(TAREAS A REALIZAR)
1. Transcribe del texto sobre Seattle el pasaje que empieza en "El gobierno de" y termina en "una ‘bomba de prosperidad’.".
2. Responde a estas preguntas según el texto sobre Seattle:
(a) ¿Qué puesto ocupa Seattle entre las ciudades de Estados Unidos con más personas sin techo?
(b) ¿En qué mes planteó el Gobierno local sus medidas?
(c) ¿Qué día anunció la alcaldesa la retirada de la propuesta?
3. Prosigue el texto sobre Seattle a partir de su última oración.

El gobierno de la ciudad ha perdido el pulso que mantenía con las grandes tecnológicas
En Seattle, si eres millennial, probablemente no puedas permitirte vivir en el centro de la ciudad. Este problema de acceso a la vivienda, consecuencia de un aumento sostenido de los precios del alquiler, es uno más de los efectos que sus habitantes vinculan con el hecho de acoger la sede de Amazon. El gigante tecnológico ha generado empleo, ha atraído talento y ha posicionado la ciudad como un hub tecnológico; pero, a su vez, ha contribuido a generar una crisis inmobiliaria de difícil solución. Es lo que algunos analistas denominan como una ‘bomba de prosperidad’.
Una de las consecuencias de esta situación es que Seattle se ha convertido en la tercera ciudad de Estados Unidos con más personas sin techo. Ante este escenario, el Gobierno local planteó en marzo de este año una serie de medidas entre las que se encontraba la implantación de una tasa dirigida a las grandes empresas de la ciudad (entre ellas, las tecnológicas). La decisión no gustó a un sector acostumbrado a un trato preferencial. Por ello, puso en marcha un intenso programa de lobby, con el objetivo de intervenir en el debate público y forzar un cambio en la decisión del Gobierno. La estrategia ha funcionado. El pasado 12 de junio Jenny Durkhan, alcaldesa de la ciudad, anunciaba la retirada de la propuesta.

(EXTRACTOS DE DATOS)

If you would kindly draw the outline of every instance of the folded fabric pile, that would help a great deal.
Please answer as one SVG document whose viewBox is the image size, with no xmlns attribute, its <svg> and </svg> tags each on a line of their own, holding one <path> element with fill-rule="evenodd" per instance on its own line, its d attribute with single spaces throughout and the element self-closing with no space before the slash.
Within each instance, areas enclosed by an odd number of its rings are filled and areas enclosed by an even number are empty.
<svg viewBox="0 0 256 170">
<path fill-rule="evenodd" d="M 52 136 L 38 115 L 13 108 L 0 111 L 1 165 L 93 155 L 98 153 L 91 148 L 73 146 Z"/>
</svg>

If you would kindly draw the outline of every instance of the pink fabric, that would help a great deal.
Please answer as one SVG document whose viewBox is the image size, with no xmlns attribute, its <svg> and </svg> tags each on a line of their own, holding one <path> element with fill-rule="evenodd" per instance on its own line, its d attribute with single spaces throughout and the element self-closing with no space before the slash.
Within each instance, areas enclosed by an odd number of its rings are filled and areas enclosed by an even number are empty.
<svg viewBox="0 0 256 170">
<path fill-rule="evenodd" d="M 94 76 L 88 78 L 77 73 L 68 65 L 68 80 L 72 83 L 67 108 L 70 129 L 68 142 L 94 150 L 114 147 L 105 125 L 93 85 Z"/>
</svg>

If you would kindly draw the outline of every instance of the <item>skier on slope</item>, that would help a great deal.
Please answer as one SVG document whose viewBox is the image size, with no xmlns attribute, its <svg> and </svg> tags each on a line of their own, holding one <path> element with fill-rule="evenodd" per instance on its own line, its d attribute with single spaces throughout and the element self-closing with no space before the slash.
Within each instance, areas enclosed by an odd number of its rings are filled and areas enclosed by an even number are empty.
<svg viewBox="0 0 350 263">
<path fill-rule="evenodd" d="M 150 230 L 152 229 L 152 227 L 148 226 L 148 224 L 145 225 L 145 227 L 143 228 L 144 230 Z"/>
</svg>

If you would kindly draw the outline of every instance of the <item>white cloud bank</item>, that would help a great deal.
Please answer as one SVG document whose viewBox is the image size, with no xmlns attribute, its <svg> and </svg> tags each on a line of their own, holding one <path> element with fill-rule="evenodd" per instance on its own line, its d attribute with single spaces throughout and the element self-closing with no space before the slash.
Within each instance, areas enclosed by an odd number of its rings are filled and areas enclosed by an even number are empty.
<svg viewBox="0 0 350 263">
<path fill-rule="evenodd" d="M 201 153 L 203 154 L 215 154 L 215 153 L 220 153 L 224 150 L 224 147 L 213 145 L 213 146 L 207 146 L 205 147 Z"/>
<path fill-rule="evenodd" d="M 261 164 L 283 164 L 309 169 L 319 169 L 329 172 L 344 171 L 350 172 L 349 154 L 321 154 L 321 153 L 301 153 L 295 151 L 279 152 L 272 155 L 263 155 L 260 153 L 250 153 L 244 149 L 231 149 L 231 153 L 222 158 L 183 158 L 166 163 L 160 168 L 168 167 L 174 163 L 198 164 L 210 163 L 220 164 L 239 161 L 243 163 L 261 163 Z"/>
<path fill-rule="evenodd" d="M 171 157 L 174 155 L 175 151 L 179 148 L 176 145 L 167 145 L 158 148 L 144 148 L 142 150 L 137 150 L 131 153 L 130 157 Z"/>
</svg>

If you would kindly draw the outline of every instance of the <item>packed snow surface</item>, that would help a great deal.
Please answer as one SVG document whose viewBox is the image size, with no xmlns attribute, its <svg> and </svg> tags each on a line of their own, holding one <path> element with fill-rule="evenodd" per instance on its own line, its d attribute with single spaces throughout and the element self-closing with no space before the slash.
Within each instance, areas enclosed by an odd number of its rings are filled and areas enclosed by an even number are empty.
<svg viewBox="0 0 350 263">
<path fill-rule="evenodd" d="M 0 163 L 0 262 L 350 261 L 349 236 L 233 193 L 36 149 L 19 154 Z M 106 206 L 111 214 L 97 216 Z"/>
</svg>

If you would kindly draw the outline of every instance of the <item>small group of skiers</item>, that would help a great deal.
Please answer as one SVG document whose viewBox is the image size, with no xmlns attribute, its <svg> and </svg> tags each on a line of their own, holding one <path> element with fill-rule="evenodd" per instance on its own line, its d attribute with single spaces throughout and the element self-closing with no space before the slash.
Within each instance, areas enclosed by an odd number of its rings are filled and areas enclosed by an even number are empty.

(RESPUESTAS DEL EJERCICIO)
1.
El gobierno de la ciudad ha perdido el pulso que mantenía con las grandes tecnológicas
En Seattle, si eres millennial, probablemente no puedas permitirte vivir en el centro de la ciudad. Este problema de acceso a la vivienda, consecuencia de un aumento sostenido de los precios del alquiler, es uno más de los efectos que sus habitantes vinculan con el hecho de acoger la sede de Amazon. El gigante tecnológico ha generado empleo, ha atraído talento y ha posicionado la ciudad como un hub tecnológico; pero, a su vez, ha contribuido a generar una crisis inmobiliaria de difícil solución. Es lo que algunos analistas denominan como una ‘bomba de prosperidad’.

2.
(a) El tercero.
(b) En marzo.
(c) El 12 de junio.

3.
El resultado de esta pugna se puede entender como un aviso a navegantes. Las grandes tecnológicas tienen su propia agenda y enfrentarse a ellas conlleva un coste difícilmente asumible por los gobiernos locales. Las ciudades sufren los efectos del éxito de estas compañías pero no son capaces de hacer que estas les ayuden a luchar contra sus propias externalidades negativas. Lo cierto es que Amazon nunca tuvo la intención de colaborar en mitigar el ‘stress’ que su crecimiento había generado en el mercado de la vivienda de Seattle. Es una constante de los gigantes de Silicon Valley: anuncian grandes remedios a retos globales, pero no quieren lidiar con los problemas que tienen en su patio trasero.
La relación entre ciudades y grandes tecnológicas ya está condicionando la agenda urbana.
La explicación a este comportamiento tiene raíces culturales —en el futuro deberemos analizar con minuciosidad la socialización política de los gurús del Valley—, pero también de modelo de negocio. Su despliegue en las ciudades ha sido el mismo que han seguido con sus productos y servicios. Actuar primero, preocuparse por las consecuencias después. Las high-tech se hicieron un sitio ofreciendo dinero, empleos de calidad e incluso prometiendo el sueño de una ciudad creada desde cero. A cambio, han ido adquiriendo la capacidad de dictar el futuro de las ciudades sin que las instituciones puedan hacer mucho al respecto.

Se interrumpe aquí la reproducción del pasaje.